══ Auszug zum Lesen

# JSP - Prefuse



## fatality (7. Jun 2009)

hi erstmal

also wie der name schon sagt geht es um JSP und Prefuse. Ich habe mir prefuse (software zur darstelleung von benutzerbeziehungen-graphen) runtergeladen , und alles funktioniert (offline) wunderbar, nur möchte ich das jetzt aber mit meiner JSP kombiniern.ich möchte nämlich dass ein benutzer die möglichkeit hat durch das drücken eines buttons den graphen aufzurufen , nur weiß ich nicht wie ich das anstellen soll.ich habe die prefuse packages in das projekt geladen , aber ich weiß nicht wie ich es online starten kann 

währe sehr dankbar um anregungen


----------



## gex (8. Jun 2009)

Hi

Das Display Objekt bietet dir ja gemäss JavaDoc die Möglichkeit das Bild zu speichern
Display (prefuse API Documentation))

Wenn du den Graph on-the-fly generieren und anzeigen willst, machst du dir am einfachsten ein Servlet
und beziehst dort von der Response den Outputstream und übergibtst diesen eben zur Generierung an das Display Objekt...

nützt das schon was?


----------



## fatality (8. Jun 2009)

naja bin eher neu mit java , wäre nett wenn du es etwas näher beschreiben könntest,also mit JSP kenn ich mich mehr oder weniger aus , aber servlets habe ich bis jetzt noch nicht benutzt, und wo wir schon dabei sind , kann man eigentlich alles sowohl mit JSP als auch mit servlets darstellen , oder gibt es sachen die nur mit einem gehen

und wenn du mit bild ein statisches bild meinst , das nützt mir nicht , denn wenn ich etwas mit prefuse generiere bewegt es sich(habs elegant beschrieben :applaus , also am besten wäre es ein neues fenster zu generieren(so geschieht es auch im offline modus) wo dann der graph angezeigt wird


----------



## gex (8. Jun 2009)

════

**Aufgabe A**
Wandle alles vom Beginn der Datensätze bis hinunter zur Zeile mit „[0, 0, 175, 48]“ in eine JSON-Liste von Zeichenketten um, beide Enden eingeschlossen. Nimm nur diese Zeilen, je Zeile eine Zeichenkette, ohne Leerzeilen.
Der Auszug und die Datensätze sind voneinander unabhängiges Material.

══ Angezeigte Datensätze

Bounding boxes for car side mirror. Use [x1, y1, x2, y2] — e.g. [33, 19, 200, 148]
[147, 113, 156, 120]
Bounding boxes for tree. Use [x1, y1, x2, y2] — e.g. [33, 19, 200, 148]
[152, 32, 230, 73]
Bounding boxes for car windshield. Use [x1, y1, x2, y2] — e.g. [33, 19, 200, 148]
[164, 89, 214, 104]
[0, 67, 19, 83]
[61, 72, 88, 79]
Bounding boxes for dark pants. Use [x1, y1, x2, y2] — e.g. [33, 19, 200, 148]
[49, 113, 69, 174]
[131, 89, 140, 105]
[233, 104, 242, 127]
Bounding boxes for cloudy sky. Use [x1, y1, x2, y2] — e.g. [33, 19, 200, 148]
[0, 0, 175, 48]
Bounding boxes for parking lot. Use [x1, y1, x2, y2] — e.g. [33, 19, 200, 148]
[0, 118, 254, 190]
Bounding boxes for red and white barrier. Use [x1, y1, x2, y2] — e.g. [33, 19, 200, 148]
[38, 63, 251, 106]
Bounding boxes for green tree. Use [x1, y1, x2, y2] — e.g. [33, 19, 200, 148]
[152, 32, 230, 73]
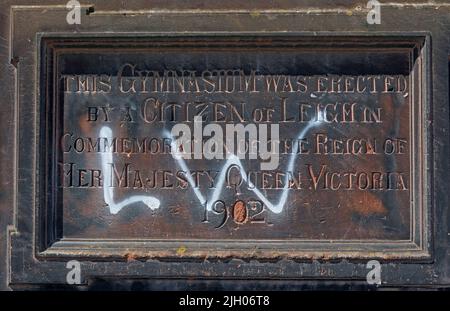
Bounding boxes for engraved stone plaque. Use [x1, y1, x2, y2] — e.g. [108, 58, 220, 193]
[37, 38, 426, 257]
[0, 0, 450, 289]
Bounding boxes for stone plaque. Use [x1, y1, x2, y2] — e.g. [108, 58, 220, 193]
[35, 38, 426, 257]
[0, 0, 450, 289]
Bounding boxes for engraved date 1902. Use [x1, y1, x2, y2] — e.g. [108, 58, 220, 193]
[202, 199, 271, 229]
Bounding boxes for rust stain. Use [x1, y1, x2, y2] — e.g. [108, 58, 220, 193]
[233, 200, 247, 224]
[177, 245, 186, 256]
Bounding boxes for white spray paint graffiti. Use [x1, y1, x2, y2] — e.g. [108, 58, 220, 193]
[166, 116, 323, 214]
[100, 115, 323, 214]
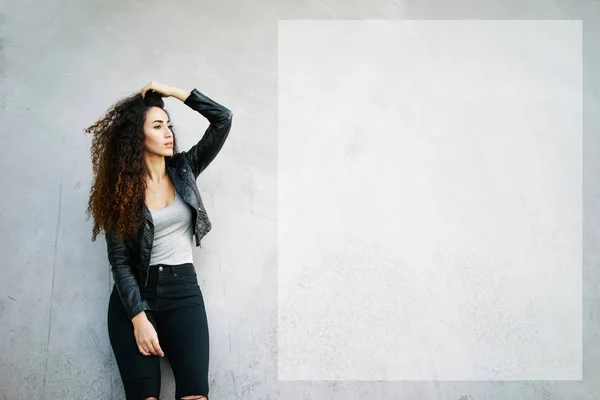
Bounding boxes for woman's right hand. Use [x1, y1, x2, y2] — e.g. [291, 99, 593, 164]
[131, 311, 165, 357]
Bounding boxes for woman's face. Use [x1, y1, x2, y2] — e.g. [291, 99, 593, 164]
[144, 107, 174, 156]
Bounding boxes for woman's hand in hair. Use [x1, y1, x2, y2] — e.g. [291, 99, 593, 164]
[142, 81, 174, 97]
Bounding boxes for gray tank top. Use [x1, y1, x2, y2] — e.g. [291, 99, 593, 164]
[150, 191, 194, 265]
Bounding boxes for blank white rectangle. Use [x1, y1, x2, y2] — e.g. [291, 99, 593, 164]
[278, 21, 582, 380]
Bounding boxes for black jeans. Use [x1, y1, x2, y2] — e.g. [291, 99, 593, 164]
[108, 264, 209, 400]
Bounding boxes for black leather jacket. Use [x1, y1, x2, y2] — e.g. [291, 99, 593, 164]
[105, 89, 233, 319]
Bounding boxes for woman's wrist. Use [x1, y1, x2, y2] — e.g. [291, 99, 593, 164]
[169, 87, 190, 102]
[131, 311, 148, 325]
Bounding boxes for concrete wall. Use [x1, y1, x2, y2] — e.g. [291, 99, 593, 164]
[0, 0, 600, 400]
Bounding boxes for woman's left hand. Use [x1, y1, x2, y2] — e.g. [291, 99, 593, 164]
[142, 81, 173, 98]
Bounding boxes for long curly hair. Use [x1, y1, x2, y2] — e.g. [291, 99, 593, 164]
[84, 91, 178, 241]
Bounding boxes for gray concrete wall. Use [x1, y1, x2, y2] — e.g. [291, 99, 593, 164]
[0, 0, 600, 400]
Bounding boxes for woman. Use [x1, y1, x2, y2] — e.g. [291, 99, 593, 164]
[85, 82, 232, 400]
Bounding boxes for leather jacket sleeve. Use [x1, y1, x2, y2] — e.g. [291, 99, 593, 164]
[182, 89, 233, 178]
[105, 230, 150, 319]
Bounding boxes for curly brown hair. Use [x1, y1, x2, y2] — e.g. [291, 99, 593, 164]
[84, 91, 178, 241]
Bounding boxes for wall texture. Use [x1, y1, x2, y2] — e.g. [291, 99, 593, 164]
[0, 0, 600, 400]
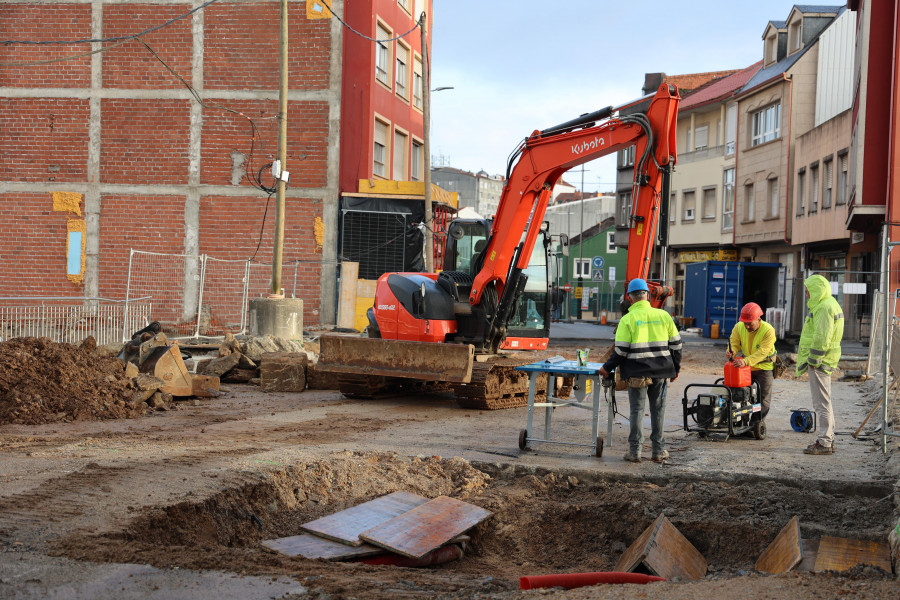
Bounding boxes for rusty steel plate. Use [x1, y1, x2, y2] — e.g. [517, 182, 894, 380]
[813, 536, 892, 573]
[262, 533, 384, 560]
[316, 335, 475, 383]
[613, 515, 707, 579]
[359, 496, 491, 558]
[300, 492, 428, 546]
[756, 516, 803, 573]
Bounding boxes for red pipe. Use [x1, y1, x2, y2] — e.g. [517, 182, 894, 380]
[519, 571, 666, 590]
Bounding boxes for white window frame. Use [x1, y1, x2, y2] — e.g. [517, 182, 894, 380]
[375, 23, 393, 87]
[750, 102, 781, 146]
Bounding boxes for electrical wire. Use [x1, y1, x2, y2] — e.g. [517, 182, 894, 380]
[0, 0, 219, 46]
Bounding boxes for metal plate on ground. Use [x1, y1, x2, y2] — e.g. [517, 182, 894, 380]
[613, 515, 707, 579]
[813, 536, 892, 573]
[359, 496, 491, 558]
[755, 516, 803, 573]
[262, 533, 384, 560]
[300, 492, 428, 546]
[316, 335, 475, 383]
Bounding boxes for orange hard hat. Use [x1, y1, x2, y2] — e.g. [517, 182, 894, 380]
[741, 302, 762, 323]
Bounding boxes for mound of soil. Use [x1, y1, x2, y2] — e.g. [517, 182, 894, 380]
[0, 338, 146, 425]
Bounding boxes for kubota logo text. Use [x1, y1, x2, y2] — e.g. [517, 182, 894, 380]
[572, 136, 606, 154]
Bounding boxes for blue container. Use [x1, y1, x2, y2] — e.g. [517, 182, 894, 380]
[684, 260, 783, 339]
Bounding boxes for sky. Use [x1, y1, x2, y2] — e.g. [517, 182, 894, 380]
[431, 0, 808, 192]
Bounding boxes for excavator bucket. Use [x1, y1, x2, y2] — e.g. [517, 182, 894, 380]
[138, 346, 194, 396]
[318, 335, 475, 383]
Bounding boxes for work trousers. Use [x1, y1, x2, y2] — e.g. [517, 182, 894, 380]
[808, 367, 834, 448]
[750, 370, 775, 420]
[628, 378, 667, 456]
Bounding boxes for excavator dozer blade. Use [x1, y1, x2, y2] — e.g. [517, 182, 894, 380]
[138, 346, 194, 396]
[317, 335, 475, 383]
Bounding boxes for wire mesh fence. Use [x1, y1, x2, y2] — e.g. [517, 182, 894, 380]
[0, 297, 153, 345]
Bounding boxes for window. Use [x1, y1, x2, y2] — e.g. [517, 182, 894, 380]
[375, 23, 391, 86]
[413, 56, 423, 110]
[722, 168, 734, 231]
[750, 104, 781, 146]
[572, 258, 591, 279]
[409, 141, 425, 181]
[394, 130, 407, 181]
[837, 154, 848, 204]
[619, 192, 631, 227]
[809, 163, 819, 212]
[725, 104, 737, 157]
[394, 43, 409, 100]
[744, 183, 754, 223]
[794, 169, 806, 216]
[694, 125, 709, 150]
[766, 177, 780, 218]
[372, 121, 390, 177]
[703, 188, 716, 220]
[682, 190, 697, 221]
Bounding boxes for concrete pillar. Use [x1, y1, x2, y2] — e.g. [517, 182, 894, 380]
[250, 298, 303, 342]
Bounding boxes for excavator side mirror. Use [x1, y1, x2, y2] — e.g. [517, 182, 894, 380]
[559, 233, 569, 256]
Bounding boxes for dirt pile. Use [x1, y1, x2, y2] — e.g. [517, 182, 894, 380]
[0, 338, 147, 425]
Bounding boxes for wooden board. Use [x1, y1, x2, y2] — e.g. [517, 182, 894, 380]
[755, 515, 803, 573]
[359, 496, 491, 558]
[300, 492, 428, 546]
[814, 536, 892, 573]
[262, 533, 384, 560]
[613, 515, 707, 580]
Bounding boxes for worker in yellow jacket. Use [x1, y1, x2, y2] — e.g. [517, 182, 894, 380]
[727, 302, 777, 421]
[797, 275, 844, 454]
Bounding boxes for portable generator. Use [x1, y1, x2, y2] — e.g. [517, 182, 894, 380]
[682, 378, 766, 441]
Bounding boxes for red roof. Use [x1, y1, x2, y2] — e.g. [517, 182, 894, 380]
[678, 61, 762, 112]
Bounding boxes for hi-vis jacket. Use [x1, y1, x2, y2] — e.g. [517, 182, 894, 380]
[731, 320, 777, 371]
[603, 300, 681, 379]
[797, 275, 844, 375]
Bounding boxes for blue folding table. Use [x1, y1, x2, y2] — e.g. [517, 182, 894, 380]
[516, 356, 615, 456]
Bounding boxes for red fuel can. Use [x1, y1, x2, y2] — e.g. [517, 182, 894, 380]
[725, 361, 750, 387]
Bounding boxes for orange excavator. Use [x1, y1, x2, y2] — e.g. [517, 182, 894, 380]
[318, 84, 680, 409]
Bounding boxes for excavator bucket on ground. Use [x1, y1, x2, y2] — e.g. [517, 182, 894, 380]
[318, 335, 475, 383]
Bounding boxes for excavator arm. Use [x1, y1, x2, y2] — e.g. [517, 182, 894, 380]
[469, 84, 681, 309]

════

**Aufgabe B**
Führe bitte den Auszug über JSP und Prefuse von der Stelle an weiter, an der er endet.

**Antwort A**
[
  "Bounding boxes for car side mirror. Use [x1, y1, x2, y2] — e.g. [33, 19, 200, 148]",
  "[147, 113, 156, 120]",
  "Bounding boxes for tree. Use [x1, y1, x2, y2] — e.g. [33, 19, 200, 148]",
  "[152, 32, 230, 73]",
  "Bounding boxes for car windshield. Use [x1, y1, x2, y2] — e.g. [33, 19, 200, 148]",
  "[164, 89, 214, 104]",
  "[0, 67, 19, 83]",
  "[61, 72, 88, 79]",
  "Bounding boxes for dark pants. Use [x1, y1, x2, y2] — e.g. [33, 19, 200, 148]",
  "[49, 113, 69, 174]",
  "[131, 89, 140, 105]",
  "[233, 104, 242, 127]",
  "Bounding boxes for cloudy sky. Use [x1, y1, x2, y2] — e.g. [33, 19, 200, 148]",
  "[0, 0, 175, 48]"
]

**Antwort B**
ah ok - hab nur kurz auf prefuse gesehen und gedacht, na das sind ja einfach statische generierte bilder 

wenn du es dynamisch im web anzeigen willst, dann gibts das wohl nur als applet:
prefuse | gallery > graphview demo
http://prefuse.org/gallery/graphview/GraphView.java

einbinden dann so:
Using Applet in JSP

nebenbei: jsp sind zur laufzeit servlets... (jsp werden zuerst in der translation unit in java code umgewandelt und anschliessend kompiliert) -> theoretisch kannst du alles was mit jsp geht irgendwie mit servlets machen. JSP sind einfache eine Abstraktionsschicht höher und für die View gedacht.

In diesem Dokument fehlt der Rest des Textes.